| Collected data entries |
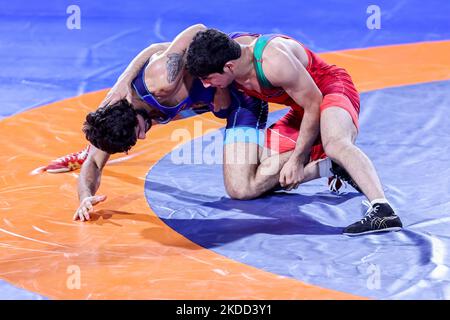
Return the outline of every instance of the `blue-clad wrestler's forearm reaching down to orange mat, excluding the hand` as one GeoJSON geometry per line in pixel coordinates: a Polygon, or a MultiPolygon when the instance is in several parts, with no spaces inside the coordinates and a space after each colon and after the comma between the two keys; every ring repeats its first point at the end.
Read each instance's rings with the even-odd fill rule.
{"type": "Polygon", "coordinates": [[[91,146],[78,177],[78,199],[80,202],[97,192],[100,187],[102,170],[109,156],[108,153],[91,146]]]}

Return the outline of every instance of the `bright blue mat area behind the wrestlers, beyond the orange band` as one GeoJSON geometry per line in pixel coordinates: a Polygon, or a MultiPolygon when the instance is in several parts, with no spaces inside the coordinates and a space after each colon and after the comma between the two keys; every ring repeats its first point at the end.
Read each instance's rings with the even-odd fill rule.
{"type": "Polygon", "coordinates": [[[195,23],[286,33],[317,52],[450,38],[449,1],[377,1],[380,31],[366,27],[372,2],[1,1],[0,116],[111,87],[142,49],[195,23]],[[72,4],[80,30],[66,27],[72,4]]]}

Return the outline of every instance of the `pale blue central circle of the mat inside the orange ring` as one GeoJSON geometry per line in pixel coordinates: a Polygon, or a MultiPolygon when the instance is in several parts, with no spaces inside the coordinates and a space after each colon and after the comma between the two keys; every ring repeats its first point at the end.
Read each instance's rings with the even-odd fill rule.
{"type": "MultiPolygon", "coordinates": [[[[201,159],[196,150],[207,150],[213,134],[180,146],[149,171],[147,201],[195,243],[268,272],[378,299],[450,299],[449,93],[446,81],[361,97],[357,145],[378,169],[401,232],[343,236],[363,217],[365,197],[351,187],[331,194],[325,179],[257,200],[229,199],[221,164],[173,161],[183,150],[192,163],[201,159]]],[[[269,122],[285,112],[271,113],[269,122]]]]}

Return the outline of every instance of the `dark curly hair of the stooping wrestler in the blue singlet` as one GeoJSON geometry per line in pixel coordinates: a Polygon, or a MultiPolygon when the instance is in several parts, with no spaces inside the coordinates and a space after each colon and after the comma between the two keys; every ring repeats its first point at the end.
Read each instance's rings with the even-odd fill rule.
{"type": "Polygon", "coordinates": [[[83,132],[96,148],[109,154],[126,152],[136,144],[137,113],[127,100],[98,108],[86,116],[83,132]]]}

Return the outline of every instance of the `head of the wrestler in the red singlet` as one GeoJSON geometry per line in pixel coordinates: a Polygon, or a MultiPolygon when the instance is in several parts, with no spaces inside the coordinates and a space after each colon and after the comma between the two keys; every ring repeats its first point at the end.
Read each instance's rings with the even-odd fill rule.
{"type": "Polygon", "coordinates": [[[189,72],[199,77],[205,87],[225,88],[233,82],[234,62],[241,56],[241,46],[216,29],[198,32],[187,53],[189,72]]]}

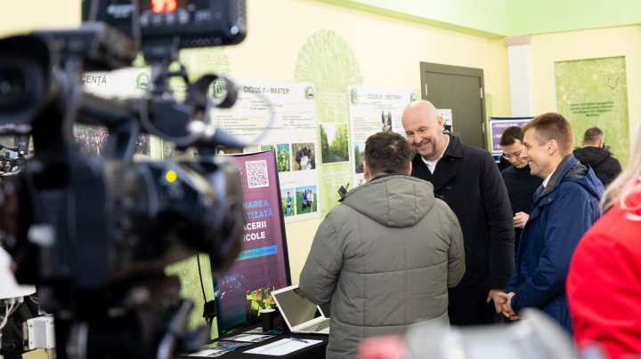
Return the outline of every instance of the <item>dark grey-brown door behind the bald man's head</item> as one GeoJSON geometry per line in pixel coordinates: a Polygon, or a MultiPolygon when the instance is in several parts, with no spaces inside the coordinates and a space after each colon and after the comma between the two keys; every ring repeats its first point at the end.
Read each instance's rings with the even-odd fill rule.
{"type": "Polygon", "coordinates": [[[483,69],[420,63],[423,99],[452,110],[452,132],[461,142],[487,149],[483,69]]]}

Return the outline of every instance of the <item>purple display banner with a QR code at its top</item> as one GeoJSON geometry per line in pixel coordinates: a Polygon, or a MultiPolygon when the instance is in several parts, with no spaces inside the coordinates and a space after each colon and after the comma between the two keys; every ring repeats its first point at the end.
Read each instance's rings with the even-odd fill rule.
{"type": "Polygon", "coordinates": [[[234,155],[243,180],[247,223],[243,250],[215,285],[218,334],[223,337],[258,322],[273,307],[271,292],[291,283],[280,185],[274,151],[234,155]]]}

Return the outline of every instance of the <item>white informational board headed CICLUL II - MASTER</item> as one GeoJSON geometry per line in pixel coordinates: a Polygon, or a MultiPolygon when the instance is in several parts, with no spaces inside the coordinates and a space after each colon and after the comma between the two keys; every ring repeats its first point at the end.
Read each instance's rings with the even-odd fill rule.
{"type": "Polygon", "coordinates": [[[234,82],[238,100],[233,108],[212,111],[215,128],[249,144],[245,153],[275,152],[286,222],[318,218],[320,148],[312,84],[256,79],[234,82]]]}

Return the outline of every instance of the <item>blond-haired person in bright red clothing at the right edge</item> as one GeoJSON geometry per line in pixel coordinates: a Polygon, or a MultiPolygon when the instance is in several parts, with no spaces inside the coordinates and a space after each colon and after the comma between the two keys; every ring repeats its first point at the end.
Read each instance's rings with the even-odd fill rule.
{"type": "Polygon", "coordinates": [[[632,139],[628,166],[601,201],[607,212],[581,238],[566,283],[577,346],[613,359],[641,357],[641,124],[632,139]]]}

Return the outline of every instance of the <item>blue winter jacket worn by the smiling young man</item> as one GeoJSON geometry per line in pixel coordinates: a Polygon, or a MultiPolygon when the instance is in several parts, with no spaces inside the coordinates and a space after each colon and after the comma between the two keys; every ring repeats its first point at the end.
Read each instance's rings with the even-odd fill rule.
{"type": "Polygon", "coordinates": [[[592,169],[569,155],[542,193],[534,195],[506,288],[516,293],[511,301],[516,313],[538,307],[572,333],[565,278],[574,248],[600,216],[603,192],[592,169]]]}

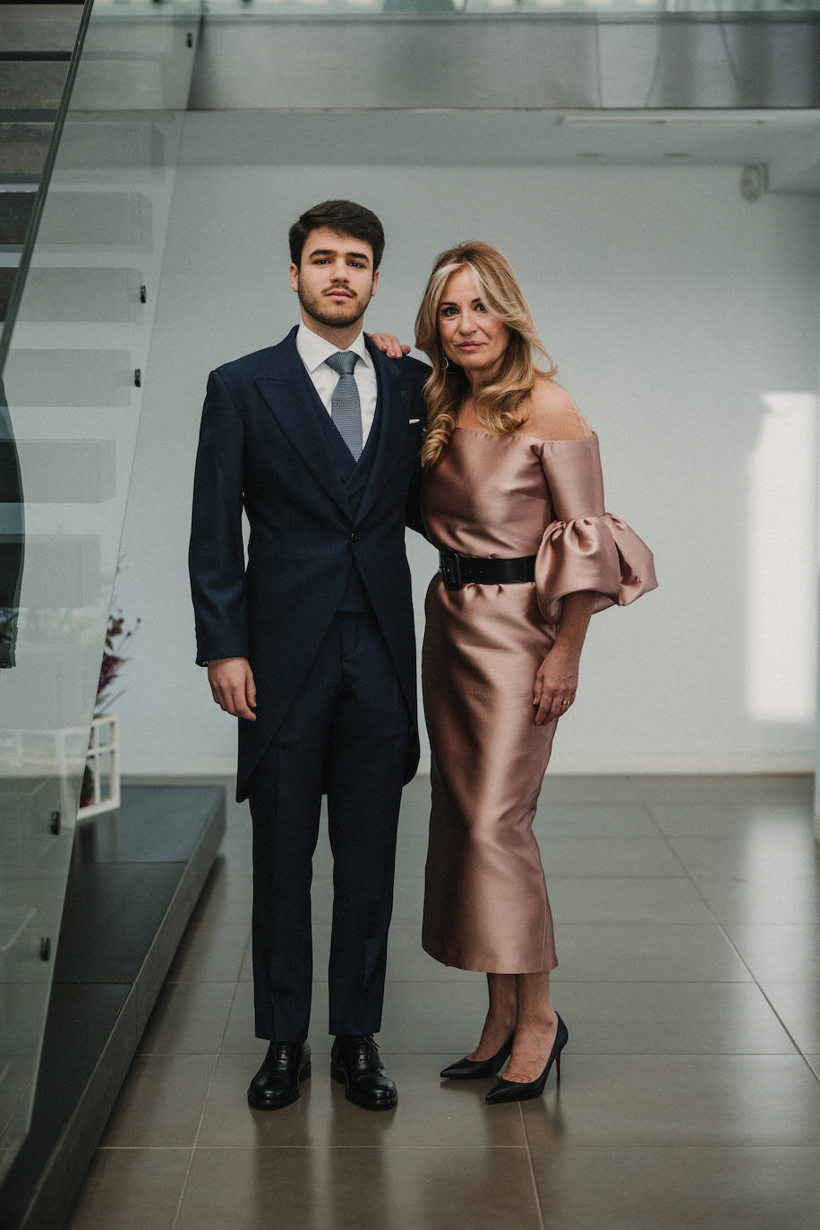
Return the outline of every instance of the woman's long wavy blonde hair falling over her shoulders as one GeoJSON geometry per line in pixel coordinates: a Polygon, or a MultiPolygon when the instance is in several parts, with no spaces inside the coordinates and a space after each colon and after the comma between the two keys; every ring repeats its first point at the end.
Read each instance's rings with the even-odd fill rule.
{"type": "Polygon", "coordinates": [[[470,381],[456,363],[447,365],[439,341],[439,304],[447,278],[467,268],[476,283],[476,292],[484,306],[510,331],[510,339],[498,375],[476,395],[476,416],[489,430],[505,434],[522,427],[526,416],[519,407],[531,392],[538,375],[536,352],[550,365],[543,373],[552,376],[558,370],[536,332],[530,309],[513,269],[502,253],[482,244],[465,240],[436,256],[422,305],[416,317],[416,344],[424,351],[433,371],[424,385],[427,430],[422,445],[422,466],[428,470],[446,450],[456,422],[459,407],[470,391],[470,381]]]}

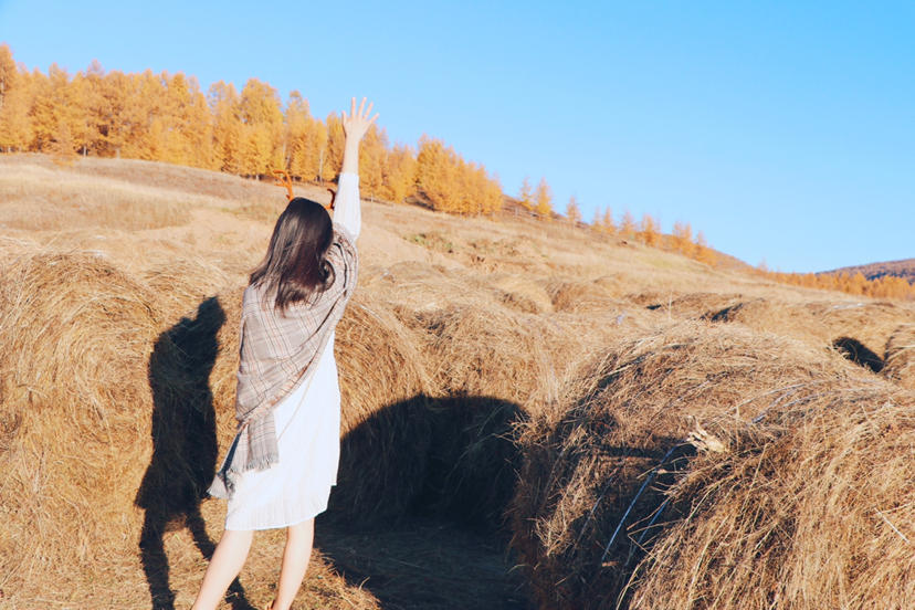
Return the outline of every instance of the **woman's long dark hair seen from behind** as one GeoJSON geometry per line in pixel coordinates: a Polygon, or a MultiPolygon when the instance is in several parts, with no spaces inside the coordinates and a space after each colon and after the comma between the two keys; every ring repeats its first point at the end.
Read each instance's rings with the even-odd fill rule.
{"type": "Polygon", "coordinates": [[[334,224],[324,206],[296,197],[276,219],[264,260],[251,273],[251,285],[275,294],[275,307],[285,312],[309,303],[334,282],[327,250],[334,224]]]}

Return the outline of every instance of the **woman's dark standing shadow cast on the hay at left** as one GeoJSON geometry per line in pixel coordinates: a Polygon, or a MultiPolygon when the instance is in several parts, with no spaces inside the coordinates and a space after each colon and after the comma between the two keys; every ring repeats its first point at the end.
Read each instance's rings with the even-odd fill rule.
{"type": "MultiPolygon", "coordinates": [[[[193,318],[183,317],[159,335],[149,357],[152,390],[152,460],[137,491],[145,511],[139,549],[152,610],[173,610],[164,535],[187,527],[200,553],[212,557],[200,502],[215,472],[215,412],[210,372],[225,313],[215,297],[203,301],[193,318]]],[[[235,610],[250,610],[235,579],[227,593],[235,610]]]]}

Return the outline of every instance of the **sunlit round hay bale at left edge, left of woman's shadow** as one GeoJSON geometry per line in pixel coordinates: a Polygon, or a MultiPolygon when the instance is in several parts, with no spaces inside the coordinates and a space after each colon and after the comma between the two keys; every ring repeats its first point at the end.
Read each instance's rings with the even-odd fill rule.
{"type": "Polygon", "coordinates": [[[98,257],[25,251],[3,265],[6,591],[113,578],[108,557],[135,545],[160,319],[154,295],[98,257]]]}

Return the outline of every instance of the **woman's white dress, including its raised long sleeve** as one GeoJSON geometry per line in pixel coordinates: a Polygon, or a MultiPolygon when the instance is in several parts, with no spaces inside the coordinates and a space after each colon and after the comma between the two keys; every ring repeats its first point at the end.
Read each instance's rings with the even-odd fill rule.
{"type": "MultiPolygon", "coordinates": [[[[354,239],[359,235],[357,173],[340,175],[334,223],[354,239]]],[[[311,379],[277,403],[273,416],[280,460],[267,470],[239,474],[225,529],[286,527],[327,509],[340,456],[340,387],[333,332],[311,379]]]]}

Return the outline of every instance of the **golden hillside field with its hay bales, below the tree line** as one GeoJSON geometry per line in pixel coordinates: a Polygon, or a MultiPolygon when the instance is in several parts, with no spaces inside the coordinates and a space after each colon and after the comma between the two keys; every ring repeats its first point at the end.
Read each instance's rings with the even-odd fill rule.
{"type": "MultiPolygon", "coordinates": [[[[0,156],[0,608],[190,606],[284,204],[0,156]]],[[[358,246],[296,608],[915,608],[915,304],[511,215],[364,202],[358,246]]],[[[271,599],[282,541],[232,608],[271,599]]]]}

| Work instructions |
If a line in the entries holds the string "edge", count it, then state the total and nothing more.

| Response to the exercise |
2